**What you have to do**
In every row below, change "photo" to "image" and reproduce the rows with nothing else altered. Leave the pictures out of the output.

(Position identification rows)
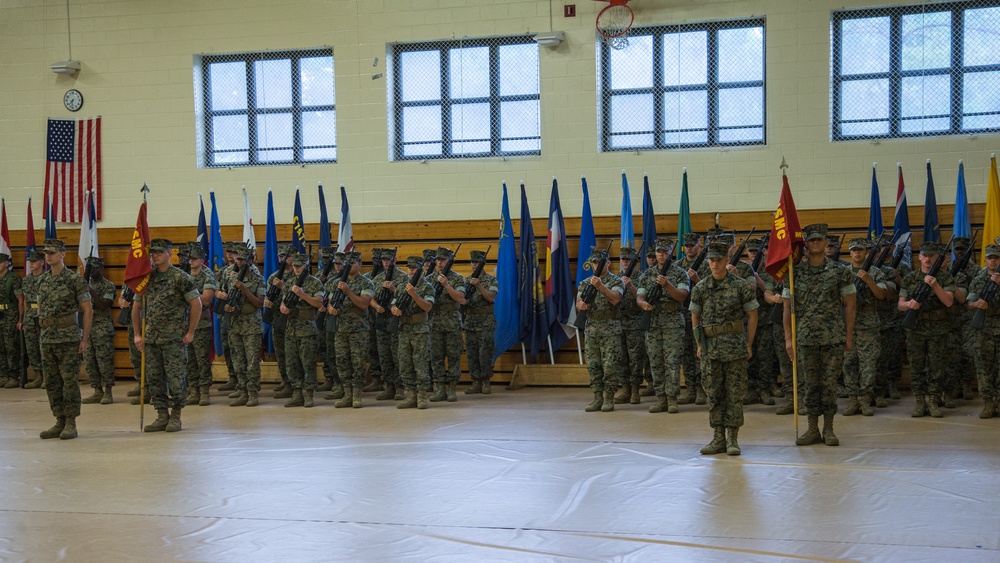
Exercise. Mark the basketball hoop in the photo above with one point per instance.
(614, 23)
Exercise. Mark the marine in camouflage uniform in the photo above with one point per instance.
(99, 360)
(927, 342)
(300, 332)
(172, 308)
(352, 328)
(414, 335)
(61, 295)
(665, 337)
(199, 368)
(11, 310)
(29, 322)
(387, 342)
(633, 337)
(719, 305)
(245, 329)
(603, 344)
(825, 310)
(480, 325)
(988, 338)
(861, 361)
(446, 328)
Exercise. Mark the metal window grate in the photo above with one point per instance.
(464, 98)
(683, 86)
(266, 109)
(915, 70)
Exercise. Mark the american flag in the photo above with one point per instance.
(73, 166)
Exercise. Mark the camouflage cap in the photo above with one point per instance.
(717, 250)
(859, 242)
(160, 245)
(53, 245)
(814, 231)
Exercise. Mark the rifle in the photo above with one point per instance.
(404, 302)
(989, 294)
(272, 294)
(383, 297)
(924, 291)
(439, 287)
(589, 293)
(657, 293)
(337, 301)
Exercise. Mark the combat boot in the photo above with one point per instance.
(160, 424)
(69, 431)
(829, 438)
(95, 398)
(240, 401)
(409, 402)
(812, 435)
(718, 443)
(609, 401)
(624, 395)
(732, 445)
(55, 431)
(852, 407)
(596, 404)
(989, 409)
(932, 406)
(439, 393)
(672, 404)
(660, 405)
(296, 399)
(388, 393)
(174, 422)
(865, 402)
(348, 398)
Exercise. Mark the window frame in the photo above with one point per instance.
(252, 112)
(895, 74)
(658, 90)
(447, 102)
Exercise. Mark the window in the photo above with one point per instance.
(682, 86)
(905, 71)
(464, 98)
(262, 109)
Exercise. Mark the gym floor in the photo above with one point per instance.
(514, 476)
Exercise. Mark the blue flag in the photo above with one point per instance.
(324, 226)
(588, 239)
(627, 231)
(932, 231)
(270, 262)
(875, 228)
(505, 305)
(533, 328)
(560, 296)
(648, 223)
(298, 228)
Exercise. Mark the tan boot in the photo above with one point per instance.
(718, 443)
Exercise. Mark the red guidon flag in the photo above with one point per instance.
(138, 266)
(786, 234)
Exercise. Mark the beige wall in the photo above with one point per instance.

**Written reply**
Exercise. Mark the basketball hoop in the image above with one point per instance.
(614, 23)
Exercise. Mark the marine in camouflage uniform in the image above with one point per instance.
(99, 360)
(927, 342)
(300, 332)
(172, 308)
(352, 328)
(414, 335)
(61, 295)
(665, 337)
(199, 368)
(11, 310)
(29, 322)
(387, 342)
(633, 337)
(719, 305)
(245, 329)
(603, 344)
(825, 310)
(480, 325)
(988, 338)
(861, 361)
(446, 328)
Exercise. Mark the metal window grate in the image above with one point per instance.
(464, 98)
(683, 86)
(266, 109)
(915, 70)
Exercise. Mark the american flag in the image above with one point per instance.
(73, 166)
Exercise. Mark the camouflage cap in the image above with one point per instance.
(717, 250)
(859, 242)
(160, 245)
(53, 245)
(814, 231)
Exercise. Mark the rifle in the image above with one point per instance.
(404, 302)
(989, 294)
(272, 294)
(383, 297)
(924, 291)
(439, 287)
(589, 293)
(657, 293)
(337, 301)
Exercise. Mark the combat boot in the image above with one point per instance.
(160, 424)
(69, 431)
(829, 438)
(95, 398)
(240, 401)
(409, 402)
(812, 435)
(718, 443)
(609, 401)
(624, 395)
(732, 445)
(55, 431)
(852, 407)
(596, 404)
(989, 409)
(932, 406)
(439, 393)
(672, 404)
(660, 405)
(296, 399)
(388, 393)
(174, 422)
(865, 402)
(348, 398)
Exercise. Mark the window frame in the image above with one point per instance.
(252, 112)
(895, 74)
(658, 90)
(447, 102)
Exercise. Mark the window in the image above with one point per instance.
(682, 86)
(905, 71)
(464, 98)
(262, 109)
Exercise. Mark the gym floor in the image above with one point per instance.
(514, 476)
Exercise. Mark the blue flag in the image above with one point per instance.
(324, 226)
(588, 239)
(627, 231)
(932, 231)
(270, 262)
(875, 228)
(505, 305)
(533, 328)
(560, 296)
(648, 223)
(298, 228)
Exercise. Mark the tan boot in the image above with one point per instance.
(718, 443)
Exercise. Mark the red guidon flag in the image above with one point per instance.
(138, 266)
(786, 234)
Exercise. Mark the beige wall in the image above with one point per instance.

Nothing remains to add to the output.